## Aim of the exercise
Filter the records below for the word "background". Keep each line that has it.
=======
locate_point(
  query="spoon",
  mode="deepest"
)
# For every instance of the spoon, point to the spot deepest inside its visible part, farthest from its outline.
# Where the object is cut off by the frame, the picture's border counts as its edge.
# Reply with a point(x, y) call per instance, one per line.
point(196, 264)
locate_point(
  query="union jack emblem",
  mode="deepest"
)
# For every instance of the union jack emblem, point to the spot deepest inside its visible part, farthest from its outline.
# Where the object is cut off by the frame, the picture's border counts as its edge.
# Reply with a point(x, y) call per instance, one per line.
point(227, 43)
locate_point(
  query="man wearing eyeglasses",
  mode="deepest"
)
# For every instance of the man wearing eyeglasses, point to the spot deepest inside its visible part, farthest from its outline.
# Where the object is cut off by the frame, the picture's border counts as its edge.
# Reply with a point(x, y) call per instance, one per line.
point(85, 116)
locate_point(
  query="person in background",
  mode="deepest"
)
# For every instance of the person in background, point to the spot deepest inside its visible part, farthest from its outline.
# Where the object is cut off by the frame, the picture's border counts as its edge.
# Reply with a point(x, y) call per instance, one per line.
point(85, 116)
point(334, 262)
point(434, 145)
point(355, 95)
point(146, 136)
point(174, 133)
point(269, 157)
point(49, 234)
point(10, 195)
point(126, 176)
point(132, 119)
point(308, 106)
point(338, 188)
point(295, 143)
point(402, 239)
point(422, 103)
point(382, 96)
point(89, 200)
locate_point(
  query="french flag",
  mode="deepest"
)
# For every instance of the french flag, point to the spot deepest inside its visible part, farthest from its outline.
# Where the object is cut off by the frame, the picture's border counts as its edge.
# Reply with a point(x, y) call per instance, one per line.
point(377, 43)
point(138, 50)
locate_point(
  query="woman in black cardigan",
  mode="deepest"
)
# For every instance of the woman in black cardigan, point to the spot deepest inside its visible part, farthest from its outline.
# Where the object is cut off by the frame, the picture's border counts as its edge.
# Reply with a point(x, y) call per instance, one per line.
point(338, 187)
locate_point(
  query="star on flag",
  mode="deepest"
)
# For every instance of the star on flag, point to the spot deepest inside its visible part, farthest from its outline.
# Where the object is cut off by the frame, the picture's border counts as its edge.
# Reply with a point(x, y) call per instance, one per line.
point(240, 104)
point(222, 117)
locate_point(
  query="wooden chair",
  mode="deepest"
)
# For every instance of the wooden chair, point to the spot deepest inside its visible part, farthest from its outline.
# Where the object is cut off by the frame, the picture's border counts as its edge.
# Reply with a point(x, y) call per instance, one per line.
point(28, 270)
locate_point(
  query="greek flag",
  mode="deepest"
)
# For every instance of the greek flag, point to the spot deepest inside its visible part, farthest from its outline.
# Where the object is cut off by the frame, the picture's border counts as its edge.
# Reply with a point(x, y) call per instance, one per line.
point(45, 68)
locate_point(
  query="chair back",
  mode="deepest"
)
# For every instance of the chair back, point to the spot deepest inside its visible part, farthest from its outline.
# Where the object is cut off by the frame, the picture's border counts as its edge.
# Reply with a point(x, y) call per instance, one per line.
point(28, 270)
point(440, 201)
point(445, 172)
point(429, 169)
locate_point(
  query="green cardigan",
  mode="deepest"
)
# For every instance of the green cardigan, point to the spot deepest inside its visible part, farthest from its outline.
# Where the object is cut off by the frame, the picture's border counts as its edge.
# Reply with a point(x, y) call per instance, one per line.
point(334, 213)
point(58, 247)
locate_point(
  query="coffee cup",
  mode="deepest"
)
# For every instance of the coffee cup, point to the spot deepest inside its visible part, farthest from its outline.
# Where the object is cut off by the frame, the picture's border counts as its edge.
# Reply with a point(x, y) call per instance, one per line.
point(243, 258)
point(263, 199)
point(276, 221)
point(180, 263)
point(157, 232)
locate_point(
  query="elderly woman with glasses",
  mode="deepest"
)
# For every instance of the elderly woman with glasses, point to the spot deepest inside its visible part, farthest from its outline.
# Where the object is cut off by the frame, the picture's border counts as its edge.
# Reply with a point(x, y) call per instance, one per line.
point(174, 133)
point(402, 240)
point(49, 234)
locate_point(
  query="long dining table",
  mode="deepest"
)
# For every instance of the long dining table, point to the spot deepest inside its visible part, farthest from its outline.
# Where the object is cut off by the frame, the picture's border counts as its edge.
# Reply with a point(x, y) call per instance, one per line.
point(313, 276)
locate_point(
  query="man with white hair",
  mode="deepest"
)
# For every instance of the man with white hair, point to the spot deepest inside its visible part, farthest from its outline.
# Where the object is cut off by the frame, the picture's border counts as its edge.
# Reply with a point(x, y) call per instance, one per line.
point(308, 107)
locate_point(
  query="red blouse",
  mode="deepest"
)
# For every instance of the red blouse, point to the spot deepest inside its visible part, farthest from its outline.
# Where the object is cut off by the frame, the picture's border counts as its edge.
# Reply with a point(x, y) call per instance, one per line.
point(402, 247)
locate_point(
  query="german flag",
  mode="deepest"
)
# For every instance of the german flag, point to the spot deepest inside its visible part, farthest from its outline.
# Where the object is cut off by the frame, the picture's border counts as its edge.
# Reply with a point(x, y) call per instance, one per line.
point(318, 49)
=======
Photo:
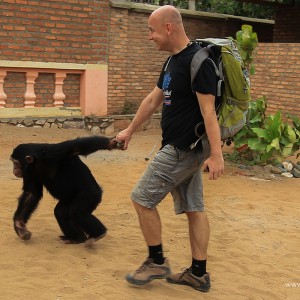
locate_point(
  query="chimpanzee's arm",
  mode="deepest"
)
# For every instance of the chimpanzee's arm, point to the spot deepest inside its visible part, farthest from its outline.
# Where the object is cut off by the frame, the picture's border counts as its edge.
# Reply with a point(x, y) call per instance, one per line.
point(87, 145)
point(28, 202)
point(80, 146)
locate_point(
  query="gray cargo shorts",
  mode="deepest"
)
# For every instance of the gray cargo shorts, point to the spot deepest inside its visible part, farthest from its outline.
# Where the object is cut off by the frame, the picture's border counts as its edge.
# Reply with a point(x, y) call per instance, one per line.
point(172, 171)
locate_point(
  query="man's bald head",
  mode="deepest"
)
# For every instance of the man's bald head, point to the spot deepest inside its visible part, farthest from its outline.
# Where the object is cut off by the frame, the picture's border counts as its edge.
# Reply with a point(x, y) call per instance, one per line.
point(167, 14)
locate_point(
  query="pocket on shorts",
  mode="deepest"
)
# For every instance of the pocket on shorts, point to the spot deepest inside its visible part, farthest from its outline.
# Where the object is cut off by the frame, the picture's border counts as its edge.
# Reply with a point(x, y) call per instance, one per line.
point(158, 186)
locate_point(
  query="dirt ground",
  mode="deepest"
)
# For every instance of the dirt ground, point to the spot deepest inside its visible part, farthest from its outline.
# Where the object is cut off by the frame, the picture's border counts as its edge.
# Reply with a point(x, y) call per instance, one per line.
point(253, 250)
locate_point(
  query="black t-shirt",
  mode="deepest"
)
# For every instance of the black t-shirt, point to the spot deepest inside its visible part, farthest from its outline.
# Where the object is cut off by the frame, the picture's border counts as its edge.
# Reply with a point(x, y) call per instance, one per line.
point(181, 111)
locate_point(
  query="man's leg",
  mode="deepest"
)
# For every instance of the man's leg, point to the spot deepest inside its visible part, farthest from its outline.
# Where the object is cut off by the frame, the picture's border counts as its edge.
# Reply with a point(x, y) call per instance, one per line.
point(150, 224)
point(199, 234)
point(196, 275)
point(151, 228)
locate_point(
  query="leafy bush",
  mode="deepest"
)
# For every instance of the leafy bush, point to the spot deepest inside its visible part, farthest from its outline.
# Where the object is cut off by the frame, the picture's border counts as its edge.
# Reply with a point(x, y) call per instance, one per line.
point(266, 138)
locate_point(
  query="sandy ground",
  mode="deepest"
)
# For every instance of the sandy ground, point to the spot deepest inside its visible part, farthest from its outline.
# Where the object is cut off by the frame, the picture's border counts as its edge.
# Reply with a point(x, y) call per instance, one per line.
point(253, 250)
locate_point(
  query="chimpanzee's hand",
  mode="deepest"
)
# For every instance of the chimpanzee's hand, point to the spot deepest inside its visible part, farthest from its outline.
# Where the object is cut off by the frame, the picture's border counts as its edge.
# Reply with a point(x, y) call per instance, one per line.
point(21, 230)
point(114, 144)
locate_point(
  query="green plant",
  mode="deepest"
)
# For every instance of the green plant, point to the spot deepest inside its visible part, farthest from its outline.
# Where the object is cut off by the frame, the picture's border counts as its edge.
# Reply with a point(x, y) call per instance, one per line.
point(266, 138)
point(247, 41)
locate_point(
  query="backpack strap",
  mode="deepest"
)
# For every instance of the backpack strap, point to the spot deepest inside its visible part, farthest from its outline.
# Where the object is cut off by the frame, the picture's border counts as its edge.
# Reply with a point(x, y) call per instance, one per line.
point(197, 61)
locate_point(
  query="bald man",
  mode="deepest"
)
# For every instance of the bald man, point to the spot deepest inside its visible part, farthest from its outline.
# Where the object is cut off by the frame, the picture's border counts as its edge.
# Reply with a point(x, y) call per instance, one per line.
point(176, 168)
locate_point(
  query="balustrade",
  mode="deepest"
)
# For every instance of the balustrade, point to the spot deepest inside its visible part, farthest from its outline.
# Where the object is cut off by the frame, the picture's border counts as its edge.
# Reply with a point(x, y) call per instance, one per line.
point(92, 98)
=======
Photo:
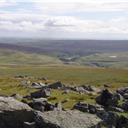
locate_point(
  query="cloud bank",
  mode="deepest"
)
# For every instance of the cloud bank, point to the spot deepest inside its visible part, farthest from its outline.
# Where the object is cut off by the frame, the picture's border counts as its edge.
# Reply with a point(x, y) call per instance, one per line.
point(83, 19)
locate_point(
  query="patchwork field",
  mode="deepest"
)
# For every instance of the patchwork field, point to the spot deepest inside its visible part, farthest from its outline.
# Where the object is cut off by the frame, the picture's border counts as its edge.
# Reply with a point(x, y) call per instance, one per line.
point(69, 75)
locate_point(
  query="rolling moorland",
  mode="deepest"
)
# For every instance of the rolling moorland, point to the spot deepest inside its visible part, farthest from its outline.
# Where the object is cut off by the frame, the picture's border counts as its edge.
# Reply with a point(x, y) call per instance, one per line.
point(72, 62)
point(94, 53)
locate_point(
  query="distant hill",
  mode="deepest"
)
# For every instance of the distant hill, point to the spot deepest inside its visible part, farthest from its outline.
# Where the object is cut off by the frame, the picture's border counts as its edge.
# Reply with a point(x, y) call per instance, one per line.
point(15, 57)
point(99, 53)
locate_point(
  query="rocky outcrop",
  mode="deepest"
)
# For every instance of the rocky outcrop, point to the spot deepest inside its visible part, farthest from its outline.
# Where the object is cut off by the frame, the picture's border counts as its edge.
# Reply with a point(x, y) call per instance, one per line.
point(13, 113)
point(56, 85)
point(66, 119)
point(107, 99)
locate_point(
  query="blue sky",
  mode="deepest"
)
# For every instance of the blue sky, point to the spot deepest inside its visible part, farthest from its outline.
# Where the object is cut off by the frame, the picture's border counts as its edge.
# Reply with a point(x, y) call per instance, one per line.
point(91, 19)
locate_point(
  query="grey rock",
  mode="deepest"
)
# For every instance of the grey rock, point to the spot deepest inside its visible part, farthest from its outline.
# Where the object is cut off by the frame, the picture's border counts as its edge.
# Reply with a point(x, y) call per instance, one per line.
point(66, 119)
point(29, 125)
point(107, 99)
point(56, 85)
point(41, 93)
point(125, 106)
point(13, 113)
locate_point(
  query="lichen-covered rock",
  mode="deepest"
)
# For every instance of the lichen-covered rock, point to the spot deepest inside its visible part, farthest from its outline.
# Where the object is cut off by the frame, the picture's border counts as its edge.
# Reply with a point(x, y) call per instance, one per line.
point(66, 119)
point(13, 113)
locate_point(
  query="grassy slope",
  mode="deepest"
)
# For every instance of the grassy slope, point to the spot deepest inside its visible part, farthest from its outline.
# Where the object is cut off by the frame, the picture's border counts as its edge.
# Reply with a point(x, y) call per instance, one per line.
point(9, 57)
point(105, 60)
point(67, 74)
=======
## Answer area
  query="person in background",
# For every instance of the person in background, point to the spot deepest inside its visible part, farthest from its outline.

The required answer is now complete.